§ Given records:
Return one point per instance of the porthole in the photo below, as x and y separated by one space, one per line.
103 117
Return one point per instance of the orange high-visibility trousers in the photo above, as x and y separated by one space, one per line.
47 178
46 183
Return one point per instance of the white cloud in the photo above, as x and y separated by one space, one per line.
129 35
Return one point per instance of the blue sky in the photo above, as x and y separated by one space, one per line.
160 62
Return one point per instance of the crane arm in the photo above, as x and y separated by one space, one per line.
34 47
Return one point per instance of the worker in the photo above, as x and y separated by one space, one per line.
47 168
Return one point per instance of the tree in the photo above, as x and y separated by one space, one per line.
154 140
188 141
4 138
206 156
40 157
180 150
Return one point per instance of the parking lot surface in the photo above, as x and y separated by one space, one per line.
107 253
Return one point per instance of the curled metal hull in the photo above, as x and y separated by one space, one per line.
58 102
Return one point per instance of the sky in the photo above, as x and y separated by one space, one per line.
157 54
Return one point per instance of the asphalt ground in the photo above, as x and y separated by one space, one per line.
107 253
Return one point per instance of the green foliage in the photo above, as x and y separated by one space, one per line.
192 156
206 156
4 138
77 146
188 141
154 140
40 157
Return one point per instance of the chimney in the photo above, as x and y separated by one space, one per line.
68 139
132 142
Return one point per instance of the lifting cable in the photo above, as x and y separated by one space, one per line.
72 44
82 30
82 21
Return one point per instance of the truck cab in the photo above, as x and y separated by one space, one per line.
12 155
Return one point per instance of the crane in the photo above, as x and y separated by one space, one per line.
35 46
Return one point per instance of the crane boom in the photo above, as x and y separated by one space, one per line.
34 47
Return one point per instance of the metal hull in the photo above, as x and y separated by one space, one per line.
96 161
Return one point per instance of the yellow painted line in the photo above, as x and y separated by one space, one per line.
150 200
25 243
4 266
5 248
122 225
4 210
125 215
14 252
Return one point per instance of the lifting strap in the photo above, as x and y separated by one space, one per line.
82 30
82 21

§ Set task:
Render the items from the line containing "Return one point per instance of the crane boom" through the last line as a Markdown table with the columns No. and Text. Number each line in sequence and leave out blank lines.

§ Full response:
| No. | Text |
|---|---|
| 1 | Return one point per instance of the crane boom in the photo above, as x and y separated by one space, one per line. |
| 2 | 34 47 |
| 3 | Return one point per instance of the metal hull in the photo above, as x and y separated by one space, one per line. |
| 4 | 96 161 |
| 5 | Return one point per instance of the yellow painted line in the photo above, as x and y separated by one space, one per line. |
| 6 | 150 200 |
| 7 | 25 243 |
| 8 | 4 266 |
| 9 | 5 248 |
| 10 | 122 225 |
| 11 | 4 210 |
| 12 | 125 215 |
| 13 | 14 252 |
| 14 | Return one point per instance of the lifting strap in the photo above, as x and y separated by one space, one per line. |
| 15 | 82 30 |
| 16 | 82 21 |